**** Selected passage ****

Race Day Nutrition

Race Day Nutrition

Posted by Kate's Real Food on 2nd Aug 2016

Kate’s Real Food Ambassador, Molly Breslin is a USA Triathlon Coach and the founder of 22Tri. 22Tri provides highly specialized individual training plans and coaching for athletes. With a background in Western Medicine, dedication to nutrition and an enthusiastic and accomplished athlete, Molly is the perfect person to ask how does someone eat well for race day.

It’s not a voodoo approach, just common sense for training and getting on the podium. Molly’s a practicing nurse anesthetist who has worked in over 50 hospitals across the country. She’s been racing triathlons, duathlons, running, mountain biking, and adventure racing events since the mid-1990s. With 150 triathlons (on and off-road) under her belt and a passport that includes racing in France, India, Nepal, Zimbabwe, and Zambia, she has qualified for and competed in USA Triathlon on and off-road (Xterra) national championships several times.

Molly frequents the podium because she understands what works and improves performance with a healthy infrastructure. Molly was ranked as one of the 50 best female amateur triathletes in the Best of the US Amateur Triathlete Competition in 2005. When I caught up with her at Jackson Whole Grocer, she had just gotten Third Woman overall in the Delaware Ohio Mingo Man Triathlon a few days before. Powered by a Stash Bar and a banana, Molly’s had her pregame routine down for years, happily claiming that she’s powered by Kate’s Real Food bars.

"Kate's Bars and Bites are my go-to pre-race meal when I'm away from home for competitions. Kate's has the perfect combination of carbohydrates (simple and complex), protein and fat to provide me with sustained energy that puts me on the podium. The ingredients are whole and almost all organic. All the Kate's products taste incredible and are easily digested. I never have to worry about any stomach upset when racing with Kate's.”

Race day begins well before race day, it starts weeks, sometimes months in advance. And what you eat on Race Day needs to be thought of weeks or possibly months in advance. It’s not just the nutrition and training that goes into meals but also understanding how your body is going to react during an endurance trial or high level training. We’re all wired a little differently. “The most successful athletes are eating well and looking at the bigger picture of nutrition. Ask yourself does your body know what fuel is, what your body type and temperature dictate?” It’s not crazy stuff but it does require some magnifying glass time on personal habits.

“Bodies are fueled with carbs. In an Ironman, a 10-12 hour run, about 7000-8000 calories are burned. The recommendation is that you replace half of that during the event,” according to Molly. Event pre meals are key and should be eaten 2-2.5 hours before start time. Balanced food choices of protein, fat and carbs are what the body needs to perform. Eggs and complex carbs from a quality whole grain such as oatmeal or quinoa are ideal choices. Fresh fruit and water are next. But understand your preferences. “High fiber fruits can be hard to manage and super high fat foods such as tortillas can stimulate the gallbladder to empty, and thus cause GI stress.” Other triggers to be aware of: anything new. According to Molly the best thing you can do to prepare for race day is replicate your home routine and if you can’t do that, prepare with the next best options. Shop and leave for your race prepared with things that work for you. “If you haven’t tweaked your nutrition before race day don’t start the day of.” The last place you want to spend the length of the competition is in the bathroom.

****

→ **What is required**
Decide whether each of these statements agrees with the race-day nutrition post, giving yes or no and quoting the words from the post that settle it. 1. Molly has raced 150 triathlons. 2. Pre-event meals should be eaten about one hour before the start. 3. The recommendation is to replace all the calories burned during an Ironman while the event is underway.

**** Dataset content ****

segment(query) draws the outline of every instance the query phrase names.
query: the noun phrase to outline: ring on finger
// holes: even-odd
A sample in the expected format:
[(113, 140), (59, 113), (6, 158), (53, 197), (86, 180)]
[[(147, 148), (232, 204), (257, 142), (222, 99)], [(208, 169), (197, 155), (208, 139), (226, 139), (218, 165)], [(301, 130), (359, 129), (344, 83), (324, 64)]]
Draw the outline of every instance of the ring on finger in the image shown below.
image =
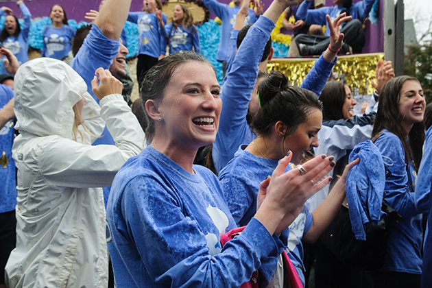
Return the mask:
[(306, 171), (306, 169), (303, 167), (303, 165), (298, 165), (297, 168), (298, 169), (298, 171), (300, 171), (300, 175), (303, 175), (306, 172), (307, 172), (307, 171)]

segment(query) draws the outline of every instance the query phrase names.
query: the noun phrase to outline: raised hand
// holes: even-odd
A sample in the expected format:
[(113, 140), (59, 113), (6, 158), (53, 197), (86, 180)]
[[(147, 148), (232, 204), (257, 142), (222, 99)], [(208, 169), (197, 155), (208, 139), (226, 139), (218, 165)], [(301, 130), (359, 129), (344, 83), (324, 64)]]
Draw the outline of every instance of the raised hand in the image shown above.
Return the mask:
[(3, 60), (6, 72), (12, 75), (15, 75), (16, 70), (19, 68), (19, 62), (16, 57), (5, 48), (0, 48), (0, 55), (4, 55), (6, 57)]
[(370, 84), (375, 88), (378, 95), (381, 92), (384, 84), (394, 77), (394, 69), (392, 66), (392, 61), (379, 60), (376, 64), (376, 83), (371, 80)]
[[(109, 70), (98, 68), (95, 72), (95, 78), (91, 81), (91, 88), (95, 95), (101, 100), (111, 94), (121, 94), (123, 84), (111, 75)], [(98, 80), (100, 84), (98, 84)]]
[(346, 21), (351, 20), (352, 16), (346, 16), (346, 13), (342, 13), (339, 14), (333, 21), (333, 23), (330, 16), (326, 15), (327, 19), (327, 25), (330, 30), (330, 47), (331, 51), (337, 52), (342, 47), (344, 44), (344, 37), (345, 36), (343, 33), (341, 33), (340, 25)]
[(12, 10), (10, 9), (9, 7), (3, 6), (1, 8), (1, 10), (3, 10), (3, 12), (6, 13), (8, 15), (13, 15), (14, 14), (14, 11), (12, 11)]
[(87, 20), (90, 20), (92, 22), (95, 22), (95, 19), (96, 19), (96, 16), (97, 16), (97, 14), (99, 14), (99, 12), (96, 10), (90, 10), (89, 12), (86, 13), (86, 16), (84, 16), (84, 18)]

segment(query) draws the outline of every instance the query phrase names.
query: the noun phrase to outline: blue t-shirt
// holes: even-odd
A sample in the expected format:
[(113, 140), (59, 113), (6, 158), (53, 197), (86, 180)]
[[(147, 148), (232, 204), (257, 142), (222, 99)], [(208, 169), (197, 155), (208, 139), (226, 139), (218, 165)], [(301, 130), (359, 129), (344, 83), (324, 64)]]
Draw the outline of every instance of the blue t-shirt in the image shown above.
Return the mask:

****
**** Dataset content ****

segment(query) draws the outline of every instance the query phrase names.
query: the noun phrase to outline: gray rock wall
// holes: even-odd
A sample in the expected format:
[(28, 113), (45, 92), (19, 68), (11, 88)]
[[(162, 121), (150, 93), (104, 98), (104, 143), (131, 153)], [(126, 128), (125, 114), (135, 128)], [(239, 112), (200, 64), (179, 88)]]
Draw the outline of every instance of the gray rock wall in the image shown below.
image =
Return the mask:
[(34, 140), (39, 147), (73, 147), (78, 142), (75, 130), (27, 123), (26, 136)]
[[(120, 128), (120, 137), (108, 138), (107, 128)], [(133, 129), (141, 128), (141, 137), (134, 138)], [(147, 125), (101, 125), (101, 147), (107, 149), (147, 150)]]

****
**** Dataset content ****

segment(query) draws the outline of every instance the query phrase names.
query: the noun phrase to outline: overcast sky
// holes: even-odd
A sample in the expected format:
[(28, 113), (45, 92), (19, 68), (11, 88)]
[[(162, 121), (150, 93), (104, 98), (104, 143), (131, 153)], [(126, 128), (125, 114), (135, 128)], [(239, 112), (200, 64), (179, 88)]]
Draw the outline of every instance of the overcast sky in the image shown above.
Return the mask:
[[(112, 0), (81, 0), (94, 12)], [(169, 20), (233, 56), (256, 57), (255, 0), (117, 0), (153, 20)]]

****

→ **Response to this exercise**
1. Yes: "With 150 triathlons (on and off-road) under her belt"
2. No: "should be eaten 2-2.5 hours before start time"
3. No: "The recommendation is that you replace half of that during the event"